TASK DIRECTIONS :: Down to the last line, reproduce the records exactly.

[Opening RAW DATA section]

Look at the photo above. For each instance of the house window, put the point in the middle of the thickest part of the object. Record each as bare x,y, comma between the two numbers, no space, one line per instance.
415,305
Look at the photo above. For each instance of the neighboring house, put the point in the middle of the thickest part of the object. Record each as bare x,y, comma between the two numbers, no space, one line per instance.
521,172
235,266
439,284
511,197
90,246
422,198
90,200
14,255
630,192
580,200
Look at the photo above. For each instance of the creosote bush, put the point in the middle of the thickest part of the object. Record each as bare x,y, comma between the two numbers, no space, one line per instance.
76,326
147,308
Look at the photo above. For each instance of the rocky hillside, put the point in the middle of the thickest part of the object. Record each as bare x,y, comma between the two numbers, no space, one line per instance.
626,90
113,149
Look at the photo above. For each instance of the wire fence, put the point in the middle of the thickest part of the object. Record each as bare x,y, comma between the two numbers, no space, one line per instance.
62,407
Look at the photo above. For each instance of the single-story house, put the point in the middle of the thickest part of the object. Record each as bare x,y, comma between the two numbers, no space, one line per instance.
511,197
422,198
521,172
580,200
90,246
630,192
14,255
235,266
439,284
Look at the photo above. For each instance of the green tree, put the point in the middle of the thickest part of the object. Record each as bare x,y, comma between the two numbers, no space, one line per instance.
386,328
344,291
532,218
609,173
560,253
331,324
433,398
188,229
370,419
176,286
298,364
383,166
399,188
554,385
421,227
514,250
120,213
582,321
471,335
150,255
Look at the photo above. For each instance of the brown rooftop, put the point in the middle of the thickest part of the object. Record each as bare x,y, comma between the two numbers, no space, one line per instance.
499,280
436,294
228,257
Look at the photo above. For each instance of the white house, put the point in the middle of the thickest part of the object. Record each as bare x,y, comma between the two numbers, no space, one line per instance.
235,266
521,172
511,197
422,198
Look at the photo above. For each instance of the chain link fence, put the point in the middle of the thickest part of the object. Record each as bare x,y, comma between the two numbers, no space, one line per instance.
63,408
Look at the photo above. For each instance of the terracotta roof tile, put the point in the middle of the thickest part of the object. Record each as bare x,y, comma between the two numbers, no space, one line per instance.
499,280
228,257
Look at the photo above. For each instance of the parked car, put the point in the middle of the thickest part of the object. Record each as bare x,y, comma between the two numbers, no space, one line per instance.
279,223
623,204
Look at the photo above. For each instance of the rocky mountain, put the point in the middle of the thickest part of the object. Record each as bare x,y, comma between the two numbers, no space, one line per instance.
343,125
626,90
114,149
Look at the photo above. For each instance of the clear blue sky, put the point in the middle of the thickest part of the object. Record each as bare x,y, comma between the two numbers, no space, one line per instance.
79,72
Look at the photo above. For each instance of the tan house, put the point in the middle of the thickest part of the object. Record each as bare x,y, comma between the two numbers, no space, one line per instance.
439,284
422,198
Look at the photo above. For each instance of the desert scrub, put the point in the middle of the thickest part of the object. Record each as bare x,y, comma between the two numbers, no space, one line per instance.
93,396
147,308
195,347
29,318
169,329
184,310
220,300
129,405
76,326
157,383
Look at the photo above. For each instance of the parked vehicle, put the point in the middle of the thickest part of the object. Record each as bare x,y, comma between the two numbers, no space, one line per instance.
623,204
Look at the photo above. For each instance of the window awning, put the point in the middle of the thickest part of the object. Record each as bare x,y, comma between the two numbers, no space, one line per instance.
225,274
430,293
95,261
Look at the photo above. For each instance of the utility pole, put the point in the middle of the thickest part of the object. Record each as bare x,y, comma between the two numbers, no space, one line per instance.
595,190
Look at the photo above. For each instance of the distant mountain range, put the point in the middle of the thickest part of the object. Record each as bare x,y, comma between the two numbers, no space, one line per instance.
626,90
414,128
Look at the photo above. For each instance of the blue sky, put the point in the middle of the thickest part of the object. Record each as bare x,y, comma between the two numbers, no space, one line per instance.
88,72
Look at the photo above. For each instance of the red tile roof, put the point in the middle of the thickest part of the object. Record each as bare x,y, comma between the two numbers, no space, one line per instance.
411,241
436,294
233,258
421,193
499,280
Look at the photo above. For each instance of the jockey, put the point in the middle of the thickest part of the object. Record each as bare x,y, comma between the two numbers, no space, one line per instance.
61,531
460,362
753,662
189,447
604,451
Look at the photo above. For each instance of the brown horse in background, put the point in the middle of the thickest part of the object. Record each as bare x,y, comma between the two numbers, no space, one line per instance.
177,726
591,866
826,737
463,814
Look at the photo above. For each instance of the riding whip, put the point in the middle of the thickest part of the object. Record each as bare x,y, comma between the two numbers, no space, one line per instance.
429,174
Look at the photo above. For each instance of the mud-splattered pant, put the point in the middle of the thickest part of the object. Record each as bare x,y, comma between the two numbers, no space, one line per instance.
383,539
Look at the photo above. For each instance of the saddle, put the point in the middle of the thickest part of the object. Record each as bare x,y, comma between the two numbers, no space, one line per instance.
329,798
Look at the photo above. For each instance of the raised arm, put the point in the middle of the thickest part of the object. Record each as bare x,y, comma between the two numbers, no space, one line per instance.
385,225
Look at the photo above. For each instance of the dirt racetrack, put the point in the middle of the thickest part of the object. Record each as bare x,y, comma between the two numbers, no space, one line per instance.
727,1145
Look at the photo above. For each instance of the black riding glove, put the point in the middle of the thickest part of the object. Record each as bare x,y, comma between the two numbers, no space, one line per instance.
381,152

[Closing RAW DATA section]

RESPONSE BELOW ::
Look at the photo above. For each instance of the house window, put the point in the middle of the thickest part of the object. Record each as bare x,y, comma between the two numbers, no space, one line per instance.
415,305
Look at the photo above. For each instance of the neighboring house, put the point in the middle of the thickest part of the object. Record each as bare x,y, comma between the two numbers, no space, one line per instance.
521,172
235,266
439,284
511,197
90,246
422,198
90,200
14,255
630,192
580,200
Look at the photo above. For each instance of the creosote bush, put the point in the middle of the thickest part of the object. Record each as bare x,y, comma between the two numbers, no space, one line per instance.
76,326
147,308
Look at the photo above. For each instance of the rocky hillside, put the point in the middle of the thickest part of the object. Record each as bare x,y, comma between the two numbers, no space, one line per instance.
626,90
113,149
Look at the photo above. For each instance of the wire fence, put the point in the middle of the thickest part of the object. Record each as bare x,y, comma between the two numbers, no space, one line per instance.
62,407
Look at the photo above. For each instance of the single-story house, put the point in the middle of the thickest part of the object. Record each as bare x,y, comma between the two numbers, no space, one line per instance.
511,197
422,198
521,172
580,200
90,246
630,192
14,255
235,266
439,284
Look at the photo above. For each instance of the green tree, put the point in the middle of the thickest part of the object. Record each as bare x,y, comma between the two numbers, no space, one line per instance.
386,328
344,291
532,218
609,173
560,253
331,324
433,398
188,229
370,419
176,286
298,364
383,166
399,188
554,385
421,227
514,250
120,213
582,321
471,335
150,255
Look at the photo above. For each instance of the brown rooftop, put the point in the middle of the thickest part of the object. Record each as bare x,y, comma between the two numbers, no space, one line per instance.
499,280
436,294
228,257
Look at the photo above. For each instance of the white house, put the point in the middle of the thickest part of the object. Record each as bare x,y, comma between the two numbers, no space, one line per instance.
235,266
521,172
511,197
422,198
Look at the photo above. For each instance of the chain link fence, put the point in the middle of the thickest part of the object. Record each as bare x,y, comma between the two numbers, no space, one line per instance.
63,408
Look at the photo above. For each instance of the terracotta roof tile, put the point in the middle of the thickest part of the object. Record each as bare x,y, comma between the two numbers, no space, one line per instance.
499,280
228,257
Look at the photo above. For each instance of the parked car, put the point in the middle of the thickest part of the object. Record each as bare x,y, comma between the two numbers, no space, one line per instance.
279,223
623,204
Look at the photo above. For each instance of the rocky mountain, put the point in the middle of the thickest part of the object. Record each as bare x,y, comma between the two numbers, no space, one line per instance.
343,125
626,90
114,149
Look at the photo above. For each instance of the clear blue sky, put the point in the middle of the thickest part of the object. Record each as bare x,y, comma between the two numbers, no space, one line per instance.
79,72
Look at the photo above. For each instance of the tan house, put the point in the middle of the thickest part of the object. Record each as bare x,y, comma between the two numbers, no space, one line per instance.
439,284
422,198
Look at the photo above. For each instance of the desert scrub, put the point in the middle of the thickest part of the object. Record each as bare x,y, comma between the two numbers, no space, one line per instance.
93,396
147,308
195,347
29,318
169,329
184,310
220,300
129,405
76,326
157,383
Look at the photo above. For each instance of the parked vehicle, put the point in the middle of the thickest part of the object. Record each as bare x,y, comma between the two numbers, no space, one line per instance.
623,204
Look at the photo above. For each instance of the window awning, put the point in the middle of the thickest part of the object. Record each as bare x,y, comma between the two numbers, no space, one line per instance.
225,274
430,293
95,261
Look at the photo above. For each instance of the utility pole, put the point in the middle of the thickest part of the object. Record each as bare x,y, comma between the two numbers, no space, one line per instance.
595,190
Look at the photo above. For each instance of the distant mountain range, put the point in the middle of the thickest part of the object. Record each as bare x,y, comma between the two numbers, no space, one line per instance.
626,90
414,128
Look at the photo above. For each instance of the blue sky, put the point in the middle of the thickest part of the object. Record each as bare x,y, comma between the two numbers, no space, one line per instance.
88,72
Look at the photo above. For each instance of the red tile roof, put the point in the middle of the thickest part of the object. Record each as bare x,y, comma between the two numbers, no space, one line per instance.
411,241
436,294
233,258
421,193
499,280
Look at the photo above. For each instance of the jockey, put the point in the middle of the thickest part of the object. Record each as bare x,y, comma between the two numbers, no space, one line per instance.
61,531
460,362
753,662
189,447
604,451
Look at the photo above. For each instance of the brown horse in background, put the point in the middle of the thickest part of the object. Record each as bare x,y, comma between the two numbers, no space, one line per instance.
177,726
591,866
826,737
463,814
Look at the photo above. For each instance of the riding whip, put the point in the middle of the thickest part of the object. Record each as bare x,y, comma between the two numbers, no space, one line per instance.
429,174
Look at the photo above. For each instance of the mud-splattered pant, put the point in the middle of the thickest part of the object. Record each as bare x,y, comma between the two numbers, no space, one line per instance.
383,539
Look at the photo above. For each instance of the saddle, put the point in the middle of the thickest part of the object. Record each as bare x,y, comma between the two numbers, no space, one line per instance.
329,798
Look at the photo above. For each instance of the raised arm, put the point in the middle of the thickest part of the object. Record each as bare x,y, comma between the two numbers, no space, one line per instance.
385,225
Look at the photo above. For each instance of the dirt racetrack, put the point in the middle of the thickest part of the object. Record each as bare x,y, comma between the two numbers, no space, one line per instance.
727,1145
Look at the photo above. For each instance of the black riding glove, put the point in the middle of the thickest part of the object. Record each as bare x,y, comma between the two numbers, no space, one line per instance.
381,152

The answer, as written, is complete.